---------- Records supplied

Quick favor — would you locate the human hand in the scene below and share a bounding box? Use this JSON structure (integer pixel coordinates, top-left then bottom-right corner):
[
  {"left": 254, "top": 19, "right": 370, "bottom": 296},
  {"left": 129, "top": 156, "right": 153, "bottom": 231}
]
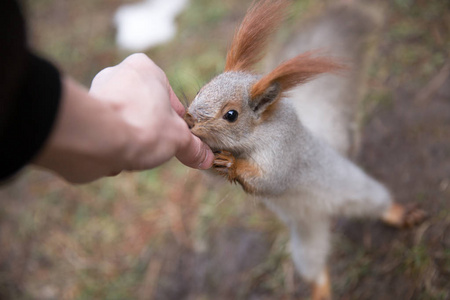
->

--------------------

Exercise goal: Reproduce all the entries that precede this task, word for word, minus any pictures.

Response to this exercise:
Quick favor — would you locate the human hand in the scene below and share a bounding box? Use this JSON structure (integer pixel coordinates, top-left then bottom-right corner):
[
  {"left": 254, "top": 19, "right": 370, "bottom": 296},
  {"left": 129, "top": 156, "right": 153, "bottom": 231}
]
->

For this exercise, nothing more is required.